■ **EXERCISE DETAILS**:
Could you please repeat the entries below word for word, with the images left out?
━━━━
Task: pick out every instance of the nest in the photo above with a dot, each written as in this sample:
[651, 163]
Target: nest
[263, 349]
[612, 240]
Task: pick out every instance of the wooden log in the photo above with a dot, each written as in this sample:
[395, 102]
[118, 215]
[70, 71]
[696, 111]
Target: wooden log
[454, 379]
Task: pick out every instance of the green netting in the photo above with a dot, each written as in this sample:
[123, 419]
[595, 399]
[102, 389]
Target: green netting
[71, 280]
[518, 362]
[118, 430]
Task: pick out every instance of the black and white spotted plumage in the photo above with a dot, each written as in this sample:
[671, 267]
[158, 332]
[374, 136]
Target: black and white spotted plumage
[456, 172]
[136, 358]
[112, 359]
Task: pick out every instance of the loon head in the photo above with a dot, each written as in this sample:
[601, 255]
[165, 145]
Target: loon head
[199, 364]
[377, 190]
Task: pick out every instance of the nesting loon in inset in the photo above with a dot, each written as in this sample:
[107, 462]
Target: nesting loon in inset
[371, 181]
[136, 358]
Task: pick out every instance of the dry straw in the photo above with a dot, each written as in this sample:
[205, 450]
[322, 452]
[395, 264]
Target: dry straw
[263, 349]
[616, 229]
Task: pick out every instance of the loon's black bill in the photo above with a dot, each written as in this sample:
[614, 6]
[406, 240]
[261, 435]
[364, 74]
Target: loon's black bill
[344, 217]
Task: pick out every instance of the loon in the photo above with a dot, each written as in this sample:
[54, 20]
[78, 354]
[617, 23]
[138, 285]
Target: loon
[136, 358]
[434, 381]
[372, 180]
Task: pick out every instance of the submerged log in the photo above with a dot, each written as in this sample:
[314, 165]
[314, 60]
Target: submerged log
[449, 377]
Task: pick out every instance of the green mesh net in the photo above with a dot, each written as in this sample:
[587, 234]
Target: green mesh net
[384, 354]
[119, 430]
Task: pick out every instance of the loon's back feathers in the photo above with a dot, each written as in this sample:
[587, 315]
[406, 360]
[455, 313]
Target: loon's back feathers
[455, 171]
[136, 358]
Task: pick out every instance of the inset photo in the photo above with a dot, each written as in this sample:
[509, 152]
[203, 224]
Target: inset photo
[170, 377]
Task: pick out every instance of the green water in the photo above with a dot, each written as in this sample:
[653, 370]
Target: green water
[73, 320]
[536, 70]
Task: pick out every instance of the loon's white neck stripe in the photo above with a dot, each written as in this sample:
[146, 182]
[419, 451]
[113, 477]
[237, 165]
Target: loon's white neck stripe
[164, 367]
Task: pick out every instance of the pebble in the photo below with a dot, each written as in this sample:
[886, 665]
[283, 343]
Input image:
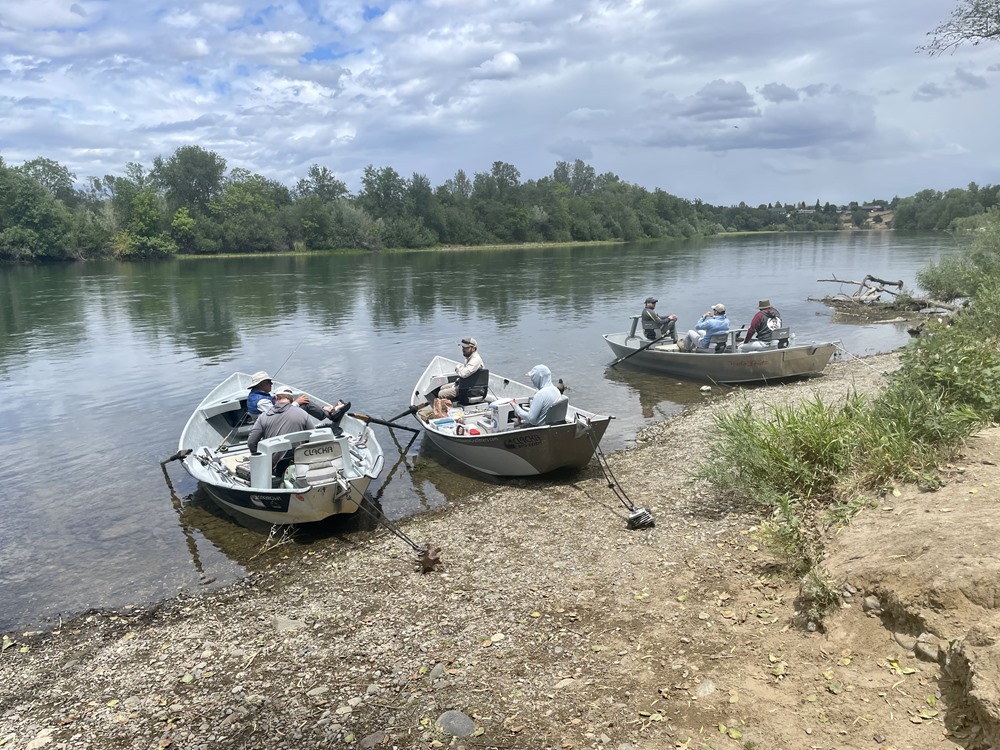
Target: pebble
[456, 723]
[872, 605]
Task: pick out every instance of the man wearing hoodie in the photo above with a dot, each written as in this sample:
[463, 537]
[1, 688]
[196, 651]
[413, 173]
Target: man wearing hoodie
[284, 417]
[548, 394]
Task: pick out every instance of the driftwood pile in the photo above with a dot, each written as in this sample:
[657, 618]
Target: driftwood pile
[871, 288]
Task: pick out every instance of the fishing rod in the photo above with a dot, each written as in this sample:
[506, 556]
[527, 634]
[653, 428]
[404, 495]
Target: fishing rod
[222, 445]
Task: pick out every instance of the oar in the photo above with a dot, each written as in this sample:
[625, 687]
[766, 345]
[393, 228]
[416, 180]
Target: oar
[411, 410]
[387, 422]
[641, 348]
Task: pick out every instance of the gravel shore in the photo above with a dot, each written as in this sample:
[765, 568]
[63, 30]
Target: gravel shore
[549, 625]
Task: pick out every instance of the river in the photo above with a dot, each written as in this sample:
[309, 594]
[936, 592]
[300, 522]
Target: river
[101, 364]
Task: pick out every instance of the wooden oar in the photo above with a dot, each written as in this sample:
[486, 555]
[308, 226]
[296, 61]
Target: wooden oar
━━━━
■ **ANSWER TO THIS TASK**:
Task: pick out every instance of the nest in the photo above with a dot, each written as in this sample:
[651, 163]
Target: nest
[263, 349]
[612, 240]
Task: pick out every instance of the wooden log in the photo above with a dot, each written as in this sample:
[395, 102]
[118, 215]
[70, 71]
[696, 111]
Target: wooden log
[454, 379]
Task: pick out every instance of the green netting in the photo above with a dot, each written as in this sample:
[123, 419]
[595, 399]
[102, 389]
Target: green netting
[71, 280]
[518, 362]
[118, 430]
Task: pick out every instance of the black and white spotted plumage in the photo above with a dot, each written as in this sample:
[671, 267]
[158, 332]
[374, 136]
Target: black and white spotted plumage
[456, 172]
[136, 358]
[112, 359]
Task: pick out every instance of the loon head in the photo above with a dot, each written as in this sample:
[601, 255]
[165, 145]
Target: loon head
[199, 364]
[377, 190]
Task: pick out every instance of the nesting loon in inset in the photo above with a dot, each written as in this sample:
[107, 462]
Target: nesting loon in inset
[371, 181]
[136, 358]
Task: pick out every instance of the dry straw in the photo above with a dot, each written as in this sample:
[205, 450]
[322, 452]
[395, 264]
Target: dry straw
[263, 349]
[616, 229]
Task: pick out every instance of the loon's black bill in the photo above with a dot, each written as in this sample:
[614, 6]
[406, 240]
[261, 435]
[364, 74]
Target: loon's black bill
[344, 217]
Task: pick out every instance of the loon in the photo above with a dot, each written as in this sample:
[54, 20]
[78, 354]
[617, 23]
[138, 285]
Target: loon
[136, 358]
[434, 381]
[372, 180]
Task: pick out every instance of the submerged log in the photo above with a dot, each written as in this sample:
[314, 165]
[314, 60]
Target: submerged log
[449, 377]
Task: pick out every instance of the green mesh net in the photo above with a dot, each written as in this sample:
[587, 234]
Target: green mesh net
[384, 354]
[119, 430]
Task: pick out every instance of the loon's back feathers in the photo above with a dot, each written as in this sample:
[587, 315]
[406, 360]
[455, 313]
Target: loon's back feathers
[455, 171]
[136, 358]
Task: pick out every instance of the inset photo in the photo above with a dot, each written as in this sample:
[509, 152]
[203, 224]
Target: inset photo
[170, 377]
Task: pick out every instance of the green water in the photo above with a dot, each written as in this sample:
[653, 370]
Target: green water
[73, 320]
[536, 70]
Task: pick out every instance of the loon's white neck stripe in the photo above with a dot, each written as in this sample:
[146, 182]
[419, 451]
[113, 477]
[237, 165]
Target: loon's white neck stripe
[164, 367]
Task: pick out every instance of the pebble in the photo below with a dot, each written as in this sample:
[886, 665]
[283, 343]
Input image:
Target: pebble
[456, 723]
[872, 605]
Task: pick out every instance of the man wearing hoodie in the photo above with a dot, each written as in this sample:
[463, 537]
[1, 688]
[196, 651]
[413, 173]
Target: man wearing hoodie
[284, 417]
[548, 394]
Task: pick out every instance of the driftwood pile in the photo above with a dot, each written as in this sample:
[657, 618]
Target: driftwood pile
[871, 288]
Task: pick out every instance of the fishing rod in the photo above with a dot, each written as in this sample:
[506, 556]
[527, 634]
[653, 428]
[404, 495]
Target: fishing rod
[222, 445]
Task: pick out every instance of the oar in the photo above with a dot, each written as in this sample:
[625, 687]
[766, 345]
[393, 228]
[416, 180]
Target: oar
[411, 410]
[387, 422]
[641, 348]
Task: pick out every instance of the gravel shore in the photo above with a dot, each written as in this sample:
[765, 568]
[63, 30]
Target: gravel shore
[549, 625]
Task: pick out every instance of the river in the photo above with a dot, each written as in this sample:
[309, 594]
[936, 592]
[300, 522]
Target: river
[101, 364]
Task: pick out every instance of the wooden oar in the photo above with a dot, each written as in this sample:
[486, 555]
[308, 226]
[296, 61]
Target: wooden oar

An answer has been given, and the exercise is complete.